TEXT SHOWN Start Marker

It might be true that BP accounts for one pound in seven of all dividend payouts to British pension funds and other shareholders, but it is also true that BP is only 40% British-owned. A further 39% is U.S.-owned. American shareholders will be punished as heavily as their British counterparts for BP's undoubted misdeeds.
BP is guilty, even if we should take with a pinch of salt the claims that its American rivals are so safety-conscious that nothing like this could ever have happened to them. But what are the implications of that guilt?
BP should pay for the Deepwater HoriĀzon explosion, the worst environmental disaster in U.S. history. Under pressure from the Obama administration, BP has agreed to create an independent $20 billion fund to pay claims, including lost oilfield worker wages.
It also suspended dividend payments for the year. BP can afford the costs of the cleanup and most foreseeable compensation claims from stricken fishermen and hoteliers.
Whether it can cover the potential claims of its own industry peers remains to be seen. But will it be so weakened that it becomes a takeover target or a breakup candidate? That's certainly possible if the politicians bar it from operating in the U.S., which would be vindictive and blatantly protectionist, but not beyond the bounds of possibility.

TEXT SHOWN End Marker
DATA SECTION Start Marker

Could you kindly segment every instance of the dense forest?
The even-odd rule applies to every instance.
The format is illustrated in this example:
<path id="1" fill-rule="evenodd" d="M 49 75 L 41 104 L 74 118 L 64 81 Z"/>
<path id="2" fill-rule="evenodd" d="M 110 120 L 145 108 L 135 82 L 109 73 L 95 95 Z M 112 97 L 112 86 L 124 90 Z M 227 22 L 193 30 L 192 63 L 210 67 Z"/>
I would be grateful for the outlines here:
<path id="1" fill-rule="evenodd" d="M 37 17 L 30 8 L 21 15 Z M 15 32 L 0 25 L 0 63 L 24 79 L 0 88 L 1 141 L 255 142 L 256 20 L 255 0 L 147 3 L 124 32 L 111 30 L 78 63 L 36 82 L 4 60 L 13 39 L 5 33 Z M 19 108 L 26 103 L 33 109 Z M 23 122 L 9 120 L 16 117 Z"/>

DATA SECTION End Marker
DATA SECTION Start Marker

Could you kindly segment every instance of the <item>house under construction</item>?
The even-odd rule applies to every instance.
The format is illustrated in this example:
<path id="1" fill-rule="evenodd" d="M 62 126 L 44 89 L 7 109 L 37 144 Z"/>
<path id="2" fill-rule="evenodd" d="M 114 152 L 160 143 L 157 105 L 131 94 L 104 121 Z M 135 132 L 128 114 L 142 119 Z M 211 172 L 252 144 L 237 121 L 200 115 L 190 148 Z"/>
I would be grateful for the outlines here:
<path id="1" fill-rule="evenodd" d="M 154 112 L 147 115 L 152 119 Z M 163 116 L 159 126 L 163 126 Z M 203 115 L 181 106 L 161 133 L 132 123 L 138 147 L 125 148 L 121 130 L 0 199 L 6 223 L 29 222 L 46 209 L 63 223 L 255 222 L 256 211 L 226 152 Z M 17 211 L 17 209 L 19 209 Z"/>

DATA SECTION End Marker

- _QUESTIONS_:
a: Translate this sentence from the text about BP into Spanish: "BP can afford the costs of the cleanup and most foreseeable compensation claims from stricken fishermen and hoteliers."
b: Extend the text about BP and the Deepwater Horizon disaster, picking up after its final sentence.
The records have nothing to do with the text about BP.

- _PER-TASK ANSWERS_:
a: BP puede asumir los costos de la limpieza y la mayoría de las reclamaciones de indemnización previsibles de los pescadores y hoteleros afectados.

b:
An opportunistic takeover at a fallen share price could have a similar effect, even without an official ban. Malcolm Rifkind, a former British foreign secretary, recently hinted that a Chinese national oil company, PetroChina Co. Ltd., might want to buy BP. When Cnooc Ltd. tried to buy California oil company Unocal Corp. back in 2005, a storm of protest from U.S. lawmakers forced the Chinese company to withdraw.
But Britain, on past form, might even be open enough, perhaps foolish enough, to allow such a takeover.
Punishing BP could also set an interesting precedent. Would it be time to reopen the Exxon Valdez case? Perhaps Exxon Mobil Corp. should, after all, be forced to pay at least the $5 billion it was ordered to fork out in 1994, before the fine was progressively reduced in higher courts?
Better still, perhaps the U.S. -- and its newfound friends in the G-20 -- could consider global liability for industrial accidents. We had the spectacle only this month -- 25 years after the initial disaster -- of eight Indian officials of the former Union Carbide Corp. finally being convicted for criminal negligence in a chemical gas leak in Bhopal, India.
According to Amnesty International, the gas killed 7,000 people outright, led to at least a further 15,000 deaths in the ensuing years and left more than 100,000 people with chronic diseases and birth defects.
A pact between the Indian government and Union Carbide absolved the corporate giant of all criminal and civil liabilities related to the disaster for $470 million. Although the immunities were subsequently revoked in the Indian courts, the U.S. refused India's extradition request for Union Carbide's then-chairman Warren Anderson to be brought to trial.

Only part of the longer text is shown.